▼
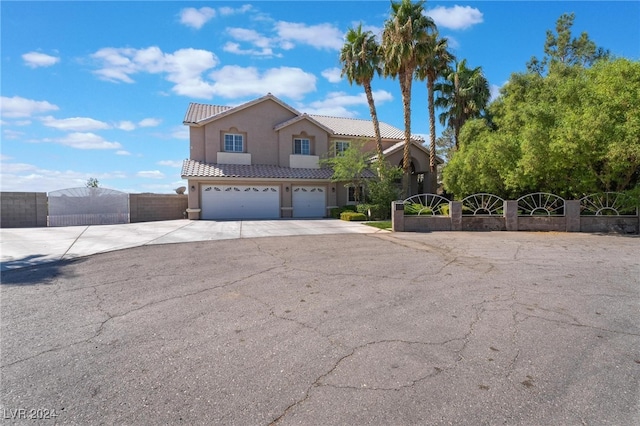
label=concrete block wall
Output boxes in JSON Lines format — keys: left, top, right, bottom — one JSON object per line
{"left": 129, "top": 193, "right": 188, "bottom": 223}
{"left": 0, "top": 192, "right": 48, "bottom": 228}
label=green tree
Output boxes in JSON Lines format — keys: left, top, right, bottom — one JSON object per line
{"left": 322, "top": 141, "right": 373, "bottom": 204}
{"left": 382, "top": 0, "right": 436, "bottom": 197}
{"left": 86, "top": 177, "right": 100, "bottom": 188}
{"left": 416, "top": 32, "right": 454, "bottom": 179}
{"left": 367, "top": 161, "right": 403, "bottom": 218}
{"left": 527, "top": 13, "right": 610, "bottom": 75}
{"left": 443, "top": 58, "right": 640, "bottom": 199}
{"left": 340, "top": 24, "right": 385, "bottom": 167}
{"left": 435, "top": 59, "right": 490, "bottom": 150}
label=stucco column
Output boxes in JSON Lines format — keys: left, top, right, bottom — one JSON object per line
{"left": 504, "top": 200, "right": 518, "bottom": 231}
{"left": 450, "top": 201, "right": 462, "bottom": 231}
{"left": 565, "top": 200, "right": 581, "bottom": 232}
{"left": 186, "top": 184, "right": 201, "bottom": 220}
{"left": 392, "top": 201, "right": 404, "bottom": 232}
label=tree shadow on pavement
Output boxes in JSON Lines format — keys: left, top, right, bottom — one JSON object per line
{"left": 1, "top": 256, "right": 83, "bottom": 286}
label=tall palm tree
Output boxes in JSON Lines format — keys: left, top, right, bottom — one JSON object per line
{"left": 382, "top": 0, "right": 436, "bottom": 198}
{"left": 340, "top": 24, "right": 384, "bottom": 169}
{"left": 435, "top": 59, "right": 490, "bottom": 150}
{"left": 416, "top": 32, "right": 454, "bottom": 182}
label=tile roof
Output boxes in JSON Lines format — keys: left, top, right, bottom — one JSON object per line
{"left": 183, "top": 94, "right": 423, "bottom": 142}
{"left": 309, "top": 115, "right": 422, "bottom": 142}
{"left": 181, "top": 159, "right": 377, "bottom": 180}
{"left": 183, "top": 103, "right": 232, "bottom": 124}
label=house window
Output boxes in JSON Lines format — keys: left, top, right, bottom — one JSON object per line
{"left": 224, "top": 134, "right": 243, "bottom": 152}
{"left": 348, "top": 185, "right": 366, "bottom": 203}
{"left": 335, "top": 141, "right": 350, "bottom": 156}
{"left": 294, "top": 138, "right": 311, "bottom": 155}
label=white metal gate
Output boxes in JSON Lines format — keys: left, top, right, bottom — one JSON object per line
{"left": 48, "top": 187, "right": 129, "bottom": 226}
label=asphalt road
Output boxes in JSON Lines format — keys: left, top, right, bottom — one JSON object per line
{"left": 1, "top": 231, "right": 639, "bottom": 425}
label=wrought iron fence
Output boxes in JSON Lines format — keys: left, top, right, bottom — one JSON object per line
{"left": 48, "top": 187, "right": 129, "bottom": 227}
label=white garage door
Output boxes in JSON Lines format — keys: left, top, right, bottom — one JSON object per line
{"left": 292, "top": 186, "right": 326, "bottom": 218}
{"left": 201, "top": 185, "right": 280, "bottom": 220}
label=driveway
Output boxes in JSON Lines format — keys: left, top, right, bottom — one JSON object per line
{"left": 1, "top": 231, "right": 639, "bottom": 425}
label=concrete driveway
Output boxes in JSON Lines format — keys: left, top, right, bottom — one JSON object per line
{"left": 0, "top": 219, "right": 381, "bottom": 271}
{"left": 1, "top": 230, "right": 639, "bottom": 425}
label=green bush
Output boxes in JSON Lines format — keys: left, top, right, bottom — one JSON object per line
{"left": 330, "top": 205, "right": 357, "bottom": 219}
{"left": 340, "top": 211, "right": 367, "bottom": 221}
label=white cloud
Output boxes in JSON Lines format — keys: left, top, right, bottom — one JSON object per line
{"left": 0, "top": 161, "right": 127, "bottom": 192}
{"left": 22, "top": 51, "right": 60, "bottom": 68}
{"left": 138, "top": 118, "right": 161, "bottom": 127}
{"left": 41, "top": 116, "right": 110, "bottom": 132}
{"left": 224, "top": 28, "right": 277, "bottom": 57}
{"left": 91, "top": 46, "right": 219, "bottom": 99}
{"left": 0, "top": 96, "right": 59, "bottom": 118}
{"left": 304, "top": 90, "right": 394, "bottom": 117}
{"left": 157, "top": 160, "right": 183, "bottom": 167}
{"left": 2, "top": 129, "right": 25, "bottom": 140}
{"left": 116, "top": 150, "right": 131, "bottom": 156}
{"left": 171, "top": 126, "right": 189, "bottom": 140}
{"left": 179, "top": 7, "right": 216, "bottom": 29}
{"left": 219, "top": 5, "right": 252, "bottom": 16}
{"left": 209, "top": 65, "right": 316, "bottom": 100}
{"left": 427, "top": 6, "right": 483, "bottom": 30}
{"left": 275, "top": 21, "right": 344, "bottom": 50}
{"left": 47, "top": 132, "right": 122, "bottom": 150}
{"left": 137, "top": 170, "right": 165, "bottom": 179}
{"left": 116, "top": 121, "right": 136, "bottom": 131}
{"left": 322, "top": 68, "right": 342, "bottom": 83}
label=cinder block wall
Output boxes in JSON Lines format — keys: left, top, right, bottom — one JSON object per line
{"left": 0, "top": 192, "right": 48, "bottom": 228}
{"left": 129, "top": 194, "right": 188, "bottom": 223}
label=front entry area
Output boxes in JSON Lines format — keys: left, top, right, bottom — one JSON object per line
{"left": 201, "top": 185, "right": 280, "bottom": 220}
{"left": 292, "top": 186, "right": 326, "bottom": 218}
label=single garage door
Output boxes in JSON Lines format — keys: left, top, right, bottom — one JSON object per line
{"left": 292, "top": 186, "right": 326, "bottom": 218}
{"left": 201, "top": 185, "right": 280, "bottom": 220}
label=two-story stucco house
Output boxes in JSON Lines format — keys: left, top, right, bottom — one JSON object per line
{"left": 181, "top": 93, "right": 436, "bottom": 220}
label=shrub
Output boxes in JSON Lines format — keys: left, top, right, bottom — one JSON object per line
{"left": 340, "top": 211, "right": 367, "bottom": 221}
{"left": 330, "top": 205, "right": 357, "bottom": 219}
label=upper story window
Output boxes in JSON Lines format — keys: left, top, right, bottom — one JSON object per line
{"left": 335, "top": 141, "right": 350, "bottom": 156}
{"left": 294, "top": 138, "right": 311, "bottom": 155}
{"left": 224, "top": 133, "right": 244, "bottom": 152}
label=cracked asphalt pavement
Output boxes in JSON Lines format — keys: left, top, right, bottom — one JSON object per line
{"left": 1, "top": 231, "right": 639, "bottom": 425}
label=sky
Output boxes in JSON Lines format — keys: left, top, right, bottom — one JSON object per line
{"left": 1, "top": 1, "right": 639, "bottom": 194}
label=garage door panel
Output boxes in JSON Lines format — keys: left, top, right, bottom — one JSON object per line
{"left": 292, "top": 186, "right": 326, "bottom": 218}
{"left": 201, "top": 185, "right": 280, "bottom": 220}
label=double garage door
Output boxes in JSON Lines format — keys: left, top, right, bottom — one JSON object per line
{"left": 201, "top": 185, "right": 326, "bottom": 220}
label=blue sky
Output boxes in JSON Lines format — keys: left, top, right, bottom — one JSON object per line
{"left": 2, "top": 1, "right": 638, "bottom": 194}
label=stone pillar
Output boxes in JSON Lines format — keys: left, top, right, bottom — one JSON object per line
{"left": 392, "top": 201, "right": 404, "bottom": 232}
{"left": 450, "top": 201, "right": 462, "bottom": 231}
{"left": 504, "top": 200, "right": 518, "bottom": 231}
{"left": 565, "top": 200, "right": 581, "bottom": 232}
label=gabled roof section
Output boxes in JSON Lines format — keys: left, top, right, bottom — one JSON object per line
{"left": 183, "top": 93, "right": 302, "bottom": 126}
{"left": 382, "top": 141, "right": 444, "bottom": 164}
{"left": 273, "top": 113, "right": 335, "bottom": 135}
{"left": 309, "top": 115, "right": 424, "bottom": 142}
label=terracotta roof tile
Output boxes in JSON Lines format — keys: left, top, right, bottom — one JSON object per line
{"left": 181, "top": 159, "right": 377, "bottom": 180}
▲
Identify every line above that includes the word "block", and show those lines.

label=concrete block wall
label=cinder block wall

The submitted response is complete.